Your instructions
Only one stretch of the data below is wanted: the lines starting at the one with "Reviewer note: confirm that each instance of the green foliage" and ending at the one with "Reviewer note: confirm that each instance of the cleat", both included, given again exactly.

Extracted information

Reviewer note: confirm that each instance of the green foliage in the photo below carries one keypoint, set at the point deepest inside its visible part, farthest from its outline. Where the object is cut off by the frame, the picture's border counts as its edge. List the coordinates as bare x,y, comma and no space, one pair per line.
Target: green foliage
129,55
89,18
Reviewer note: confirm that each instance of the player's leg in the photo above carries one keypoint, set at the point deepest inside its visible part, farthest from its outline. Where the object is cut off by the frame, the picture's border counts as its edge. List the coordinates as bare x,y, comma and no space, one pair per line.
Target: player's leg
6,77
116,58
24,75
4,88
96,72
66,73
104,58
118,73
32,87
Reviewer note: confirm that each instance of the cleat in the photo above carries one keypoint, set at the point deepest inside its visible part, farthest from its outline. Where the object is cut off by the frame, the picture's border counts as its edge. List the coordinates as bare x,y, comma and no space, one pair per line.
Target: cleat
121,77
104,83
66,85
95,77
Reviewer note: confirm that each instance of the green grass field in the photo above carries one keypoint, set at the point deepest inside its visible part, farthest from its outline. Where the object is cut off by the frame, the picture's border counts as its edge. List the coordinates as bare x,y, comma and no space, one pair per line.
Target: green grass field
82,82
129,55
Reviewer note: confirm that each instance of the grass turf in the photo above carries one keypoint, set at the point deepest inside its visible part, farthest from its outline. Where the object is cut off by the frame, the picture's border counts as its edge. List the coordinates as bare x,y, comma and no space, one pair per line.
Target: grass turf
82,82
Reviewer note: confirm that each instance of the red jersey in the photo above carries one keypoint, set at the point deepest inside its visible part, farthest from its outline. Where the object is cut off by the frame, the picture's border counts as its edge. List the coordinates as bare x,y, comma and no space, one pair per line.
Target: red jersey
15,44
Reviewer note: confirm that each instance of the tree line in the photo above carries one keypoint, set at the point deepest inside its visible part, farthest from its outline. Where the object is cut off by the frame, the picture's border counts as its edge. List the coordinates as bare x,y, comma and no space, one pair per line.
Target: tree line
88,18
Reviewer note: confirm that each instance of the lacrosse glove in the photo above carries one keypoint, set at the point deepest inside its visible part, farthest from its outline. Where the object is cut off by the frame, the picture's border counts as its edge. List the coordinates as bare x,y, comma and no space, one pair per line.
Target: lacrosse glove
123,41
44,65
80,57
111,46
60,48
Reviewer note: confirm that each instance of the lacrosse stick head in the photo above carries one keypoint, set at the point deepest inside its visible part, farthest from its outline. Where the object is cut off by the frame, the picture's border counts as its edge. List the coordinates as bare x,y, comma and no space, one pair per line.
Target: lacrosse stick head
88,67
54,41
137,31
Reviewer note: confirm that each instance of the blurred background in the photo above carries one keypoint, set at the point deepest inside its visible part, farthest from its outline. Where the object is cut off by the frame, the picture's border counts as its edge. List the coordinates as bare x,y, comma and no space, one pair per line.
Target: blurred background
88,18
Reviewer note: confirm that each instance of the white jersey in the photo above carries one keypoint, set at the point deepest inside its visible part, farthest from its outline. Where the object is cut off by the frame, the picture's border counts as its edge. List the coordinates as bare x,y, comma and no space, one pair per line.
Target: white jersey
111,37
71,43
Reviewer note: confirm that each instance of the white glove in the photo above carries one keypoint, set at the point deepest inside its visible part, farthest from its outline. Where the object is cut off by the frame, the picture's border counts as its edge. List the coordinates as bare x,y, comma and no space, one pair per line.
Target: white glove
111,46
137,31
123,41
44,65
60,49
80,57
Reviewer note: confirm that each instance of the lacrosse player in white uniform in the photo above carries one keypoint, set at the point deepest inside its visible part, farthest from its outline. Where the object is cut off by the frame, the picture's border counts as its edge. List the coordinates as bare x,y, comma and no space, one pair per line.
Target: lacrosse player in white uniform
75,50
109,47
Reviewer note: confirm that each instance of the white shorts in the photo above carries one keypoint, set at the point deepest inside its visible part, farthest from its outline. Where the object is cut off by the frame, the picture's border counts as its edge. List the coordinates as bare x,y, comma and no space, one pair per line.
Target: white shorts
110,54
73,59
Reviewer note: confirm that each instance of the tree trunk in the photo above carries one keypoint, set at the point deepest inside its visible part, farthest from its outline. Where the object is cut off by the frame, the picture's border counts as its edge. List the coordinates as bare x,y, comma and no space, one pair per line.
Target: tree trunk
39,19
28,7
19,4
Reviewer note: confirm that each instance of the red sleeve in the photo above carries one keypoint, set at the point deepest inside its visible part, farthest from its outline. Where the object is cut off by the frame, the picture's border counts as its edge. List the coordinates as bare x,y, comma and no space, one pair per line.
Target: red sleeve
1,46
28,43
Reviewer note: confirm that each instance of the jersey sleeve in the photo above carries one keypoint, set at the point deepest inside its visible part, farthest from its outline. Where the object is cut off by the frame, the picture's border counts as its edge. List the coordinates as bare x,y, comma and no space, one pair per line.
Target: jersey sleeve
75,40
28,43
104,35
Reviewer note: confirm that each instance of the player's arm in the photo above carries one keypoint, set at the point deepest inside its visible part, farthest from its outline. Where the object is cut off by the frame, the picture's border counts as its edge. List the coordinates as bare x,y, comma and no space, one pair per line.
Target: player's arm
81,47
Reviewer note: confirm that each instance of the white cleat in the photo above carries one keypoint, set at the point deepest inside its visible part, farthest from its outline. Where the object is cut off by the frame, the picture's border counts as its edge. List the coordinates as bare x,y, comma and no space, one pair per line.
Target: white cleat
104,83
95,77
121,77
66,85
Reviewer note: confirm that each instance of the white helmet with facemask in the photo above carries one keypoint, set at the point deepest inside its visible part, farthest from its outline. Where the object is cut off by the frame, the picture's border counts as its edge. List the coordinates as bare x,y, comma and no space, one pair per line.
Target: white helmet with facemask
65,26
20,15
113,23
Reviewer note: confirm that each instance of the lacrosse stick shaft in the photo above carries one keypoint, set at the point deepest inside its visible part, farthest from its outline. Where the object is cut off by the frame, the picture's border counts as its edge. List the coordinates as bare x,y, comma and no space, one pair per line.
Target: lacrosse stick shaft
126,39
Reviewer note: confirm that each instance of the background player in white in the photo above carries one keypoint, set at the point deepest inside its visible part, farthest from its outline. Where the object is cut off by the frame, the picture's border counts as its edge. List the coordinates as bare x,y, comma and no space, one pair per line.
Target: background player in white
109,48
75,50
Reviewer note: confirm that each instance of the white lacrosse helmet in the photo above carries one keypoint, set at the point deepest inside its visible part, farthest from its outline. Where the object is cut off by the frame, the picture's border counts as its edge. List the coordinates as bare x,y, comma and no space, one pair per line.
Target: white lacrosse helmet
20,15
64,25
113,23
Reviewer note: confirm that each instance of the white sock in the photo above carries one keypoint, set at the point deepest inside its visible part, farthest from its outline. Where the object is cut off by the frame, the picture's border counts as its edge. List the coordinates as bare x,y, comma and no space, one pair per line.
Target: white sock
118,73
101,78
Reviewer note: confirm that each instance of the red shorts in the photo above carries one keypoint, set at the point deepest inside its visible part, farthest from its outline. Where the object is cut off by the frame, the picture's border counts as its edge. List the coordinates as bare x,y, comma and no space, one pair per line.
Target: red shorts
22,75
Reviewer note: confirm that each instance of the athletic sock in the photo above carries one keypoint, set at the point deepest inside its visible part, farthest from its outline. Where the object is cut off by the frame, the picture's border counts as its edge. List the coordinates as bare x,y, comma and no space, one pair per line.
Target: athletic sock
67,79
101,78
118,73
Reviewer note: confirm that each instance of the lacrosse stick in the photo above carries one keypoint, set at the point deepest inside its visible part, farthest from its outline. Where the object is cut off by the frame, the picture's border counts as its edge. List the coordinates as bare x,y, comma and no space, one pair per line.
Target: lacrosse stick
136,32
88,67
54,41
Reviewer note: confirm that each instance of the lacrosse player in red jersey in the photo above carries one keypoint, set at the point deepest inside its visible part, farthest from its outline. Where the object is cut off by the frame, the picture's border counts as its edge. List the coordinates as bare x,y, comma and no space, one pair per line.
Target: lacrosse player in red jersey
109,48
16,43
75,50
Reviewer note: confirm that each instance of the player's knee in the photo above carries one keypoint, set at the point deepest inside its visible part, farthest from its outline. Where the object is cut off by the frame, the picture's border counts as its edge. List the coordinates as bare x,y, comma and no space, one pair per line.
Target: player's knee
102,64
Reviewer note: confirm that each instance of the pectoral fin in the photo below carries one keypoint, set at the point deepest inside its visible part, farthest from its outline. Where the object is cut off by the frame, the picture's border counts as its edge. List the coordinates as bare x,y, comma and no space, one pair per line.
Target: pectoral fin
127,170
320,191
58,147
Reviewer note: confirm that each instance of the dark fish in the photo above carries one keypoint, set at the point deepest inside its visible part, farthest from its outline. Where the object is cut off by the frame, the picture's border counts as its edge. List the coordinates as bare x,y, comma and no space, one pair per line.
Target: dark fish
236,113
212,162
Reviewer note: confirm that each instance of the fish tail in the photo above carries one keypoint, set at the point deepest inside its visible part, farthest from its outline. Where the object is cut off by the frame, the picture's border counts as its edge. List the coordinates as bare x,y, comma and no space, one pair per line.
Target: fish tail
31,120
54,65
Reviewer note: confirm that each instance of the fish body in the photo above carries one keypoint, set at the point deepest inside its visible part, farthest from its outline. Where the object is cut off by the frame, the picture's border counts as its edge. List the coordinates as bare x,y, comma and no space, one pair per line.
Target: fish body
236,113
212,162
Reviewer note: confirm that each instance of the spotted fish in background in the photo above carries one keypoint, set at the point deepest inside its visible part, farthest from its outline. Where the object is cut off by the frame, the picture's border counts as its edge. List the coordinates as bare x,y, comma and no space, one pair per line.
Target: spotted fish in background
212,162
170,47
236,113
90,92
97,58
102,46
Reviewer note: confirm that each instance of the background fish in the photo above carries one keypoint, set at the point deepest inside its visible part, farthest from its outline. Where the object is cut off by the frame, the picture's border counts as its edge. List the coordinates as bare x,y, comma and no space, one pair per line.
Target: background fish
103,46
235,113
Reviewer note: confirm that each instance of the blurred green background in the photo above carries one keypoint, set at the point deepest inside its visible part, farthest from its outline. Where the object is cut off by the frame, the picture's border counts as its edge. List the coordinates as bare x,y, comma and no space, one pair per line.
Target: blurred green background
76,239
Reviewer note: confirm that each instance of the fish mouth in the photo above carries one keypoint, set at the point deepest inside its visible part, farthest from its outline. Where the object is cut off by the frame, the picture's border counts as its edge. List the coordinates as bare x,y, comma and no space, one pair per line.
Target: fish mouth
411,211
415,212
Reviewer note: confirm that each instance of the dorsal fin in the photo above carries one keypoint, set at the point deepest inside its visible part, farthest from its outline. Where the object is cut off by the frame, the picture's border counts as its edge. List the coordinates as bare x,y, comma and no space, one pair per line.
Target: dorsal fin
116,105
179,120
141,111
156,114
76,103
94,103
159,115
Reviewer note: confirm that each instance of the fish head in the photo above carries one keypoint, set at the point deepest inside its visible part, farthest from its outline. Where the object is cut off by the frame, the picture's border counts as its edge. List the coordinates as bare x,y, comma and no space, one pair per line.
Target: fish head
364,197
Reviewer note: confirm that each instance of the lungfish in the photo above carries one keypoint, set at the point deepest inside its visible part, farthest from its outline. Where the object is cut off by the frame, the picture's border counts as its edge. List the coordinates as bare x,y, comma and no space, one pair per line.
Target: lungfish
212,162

--

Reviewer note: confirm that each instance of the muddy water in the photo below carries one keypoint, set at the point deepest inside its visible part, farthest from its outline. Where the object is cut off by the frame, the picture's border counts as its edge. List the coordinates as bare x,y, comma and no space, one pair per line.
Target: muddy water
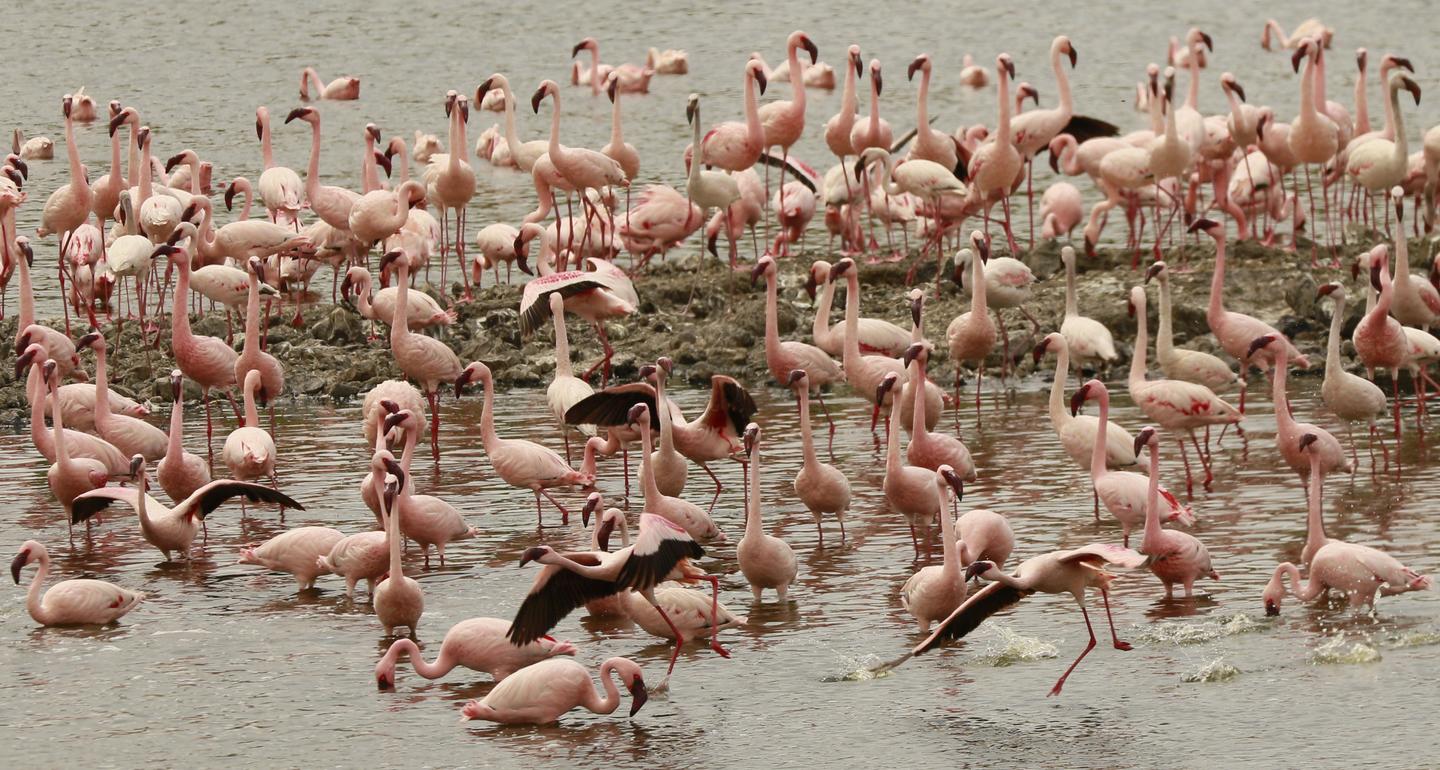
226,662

--

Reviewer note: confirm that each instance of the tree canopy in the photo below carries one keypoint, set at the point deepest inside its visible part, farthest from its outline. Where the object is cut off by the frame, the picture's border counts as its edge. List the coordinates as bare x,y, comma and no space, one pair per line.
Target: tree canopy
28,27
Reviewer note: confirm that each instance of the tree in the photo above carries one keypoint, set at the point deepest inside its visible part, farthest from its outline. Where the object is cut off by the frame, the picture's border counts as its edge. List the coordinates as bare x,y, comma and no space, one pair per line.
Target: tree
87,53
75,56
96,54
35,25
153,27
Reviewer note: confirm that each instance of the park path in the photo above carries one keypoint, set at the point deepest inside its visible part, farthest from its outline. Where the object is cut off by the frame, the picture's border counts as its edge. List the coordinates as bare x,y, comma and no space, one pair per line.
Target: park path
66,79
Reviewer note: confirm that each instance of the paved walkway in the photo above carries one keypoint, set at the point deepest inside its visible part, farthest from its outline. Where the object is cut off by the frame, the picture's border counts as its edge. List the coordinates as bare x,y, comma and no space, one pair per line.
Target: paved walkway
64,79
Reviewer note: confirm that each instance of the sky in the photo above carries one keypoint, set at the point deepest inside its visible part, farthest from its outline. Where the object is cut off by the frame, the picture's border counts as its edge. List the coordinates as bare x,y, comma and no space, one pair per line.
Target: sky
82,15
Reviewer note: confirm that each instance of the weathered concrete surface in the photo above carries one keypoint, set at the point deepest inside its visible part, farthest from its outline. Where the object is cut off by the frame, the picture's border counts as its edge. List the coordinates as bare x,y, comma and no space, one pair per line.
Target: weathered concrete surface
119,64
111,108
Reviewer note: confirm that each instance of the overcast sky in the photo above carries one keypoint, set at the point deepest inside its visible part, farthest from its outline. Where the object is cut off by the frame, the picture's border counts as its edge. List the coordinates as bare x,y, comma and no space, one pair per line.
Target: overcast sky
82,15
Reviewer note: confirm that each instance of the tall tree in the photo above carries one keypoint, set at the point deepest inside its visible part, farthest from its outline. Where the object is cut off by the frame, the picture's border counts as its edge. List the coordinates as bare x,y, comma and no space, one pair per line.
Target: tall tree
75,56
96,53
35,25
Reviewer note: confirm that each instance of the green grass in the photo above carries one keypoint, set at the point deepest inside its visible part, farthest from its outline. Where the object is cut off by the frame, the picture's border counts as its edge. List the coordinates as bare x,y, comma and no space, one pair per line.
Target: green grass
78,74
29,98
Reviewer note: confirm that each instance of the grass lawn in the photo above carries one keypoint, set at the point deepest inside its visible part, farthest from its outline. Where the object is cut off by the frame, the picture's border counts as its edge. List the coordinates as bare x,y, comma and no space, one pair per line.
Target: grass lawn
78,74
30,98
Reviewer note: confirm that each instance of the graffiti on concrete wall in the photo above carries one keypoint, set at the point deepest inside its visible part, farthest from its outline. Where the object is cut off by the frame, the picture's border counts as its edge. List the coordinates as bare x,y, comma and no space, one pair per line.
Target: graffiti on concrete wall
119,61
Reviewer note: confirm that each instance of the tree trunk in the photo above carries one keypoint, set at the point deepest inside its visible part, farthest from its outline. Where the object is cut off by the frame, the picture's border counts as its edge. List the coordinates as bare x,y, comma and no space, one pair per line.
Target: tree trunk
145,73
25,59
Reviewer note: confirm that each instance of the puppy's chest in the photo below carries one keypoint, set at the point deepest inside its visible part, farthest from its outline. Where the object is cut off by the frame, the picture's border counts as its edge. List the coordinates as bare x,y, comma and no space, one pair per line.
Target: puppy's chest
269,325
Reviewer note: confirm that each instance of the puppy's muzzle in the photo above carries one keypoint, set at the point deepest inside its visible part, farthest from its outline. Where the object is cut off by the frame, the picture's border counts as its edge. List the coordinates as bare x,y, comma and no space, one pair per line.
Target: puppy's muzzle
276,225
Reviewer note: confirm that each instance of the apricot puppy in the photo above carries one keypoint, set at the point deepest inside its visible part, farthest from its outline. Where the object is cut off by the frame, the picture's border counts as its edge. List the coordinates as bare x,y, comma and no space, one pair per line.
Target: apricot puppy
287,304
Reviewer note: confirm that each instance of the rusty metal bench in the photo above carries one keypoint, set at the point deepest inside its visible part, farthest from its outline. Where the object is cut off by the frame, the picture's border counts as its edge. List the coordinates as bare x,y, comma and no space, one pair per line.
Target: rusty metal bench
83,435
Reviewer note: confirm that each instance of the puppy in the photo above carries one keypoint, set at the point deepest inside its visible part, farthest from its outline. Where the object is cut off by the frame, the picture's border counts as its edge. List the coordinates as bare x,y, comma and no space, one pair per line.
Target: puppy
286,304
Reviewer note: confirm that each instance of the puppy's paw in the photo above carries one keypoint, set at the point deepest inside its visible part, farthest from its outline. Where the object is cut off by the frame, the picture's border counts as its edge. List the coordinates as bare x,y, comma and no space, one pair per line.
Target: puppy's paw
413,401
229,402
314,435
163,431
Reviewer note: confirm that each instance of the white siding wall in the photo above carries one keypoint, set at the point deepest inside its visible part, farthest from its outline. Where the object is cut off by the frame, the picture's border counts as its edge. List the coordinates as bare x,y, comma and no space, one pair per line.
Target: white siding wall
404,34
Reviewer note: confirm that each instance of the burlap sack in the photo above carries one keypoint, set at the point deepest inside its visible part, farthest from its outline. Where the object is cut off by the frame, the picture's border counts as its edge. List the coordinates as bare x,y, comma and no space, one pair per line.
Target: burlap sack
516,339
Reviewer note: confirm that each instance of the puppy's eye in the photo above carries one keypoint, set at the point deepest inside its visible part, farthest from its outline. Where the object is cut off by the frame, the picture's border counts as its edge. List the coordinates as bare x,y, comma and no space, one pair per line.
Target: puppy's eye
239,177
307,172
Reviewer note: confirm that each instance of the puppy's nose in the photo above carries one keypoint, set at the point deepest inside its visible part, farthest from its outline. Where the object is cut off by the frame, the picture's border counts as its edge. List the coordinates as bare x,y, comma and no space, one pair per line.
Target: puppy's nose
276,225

Output for this exercise
Reviewer note: confirm that each instance of the green foliage in the photo below carries one keypoint, set at the point deepest inside its visible part, farthest from its outline. Where the object is cut off by the frame, the picture's border counts as its edge. List the coordinates as bare x,y, comma and no space, one pair per line.
Target: green foliage
129,55
89,18
Reviewer note: confirm that each instance of the player's leg in the photo above carries one keypoint, set at the point deepest inside its visible part, farthest from its outline. Where the object is cut off by the frame, the picture's border counts as its edge. List the coordinates as bare x,y, comma and no space, one pair per line.
Target: player's leg
6,77
116,58
24,75
4,88
96,72
66,73
104,58
118,73
32,87
Reviewer note: confirm that each instance of the cleat in the photo above carries one keypoint, set at the point deepest inside its visible part, farthest from its outline. Where the object is cut off by the frame, the picture's border counts as its edge. List the coordinates as bare x,y, comma and no space, one pair per line.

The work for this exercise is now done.